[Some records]

——————————

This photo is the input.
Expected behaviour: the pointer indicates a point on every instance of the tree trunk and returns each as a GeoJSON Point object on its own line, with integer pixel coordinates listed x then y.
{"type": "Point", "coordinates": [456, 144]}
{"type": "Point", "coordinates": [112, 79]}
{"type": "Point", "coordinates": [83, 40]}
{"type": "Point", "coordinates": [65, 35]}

——————————

Task statement: Copy out the records above line by line, keeping every character unchanged.

Result below:
This photo is the input.
Expected behaviour: the pointer indicates a point on every instance of the tree trunk and returns each as a GeoJSON Point object on its own line, with integer pixel coordinates listed x then y.
{"type": "Point", "coordinates": [456, 144]}
{"type": "Point", "coordinates": [112, 79]}
{"type": "Point", "coordinates": [83, 40]}
{"type": "Point", "coordinates": [65, 35]}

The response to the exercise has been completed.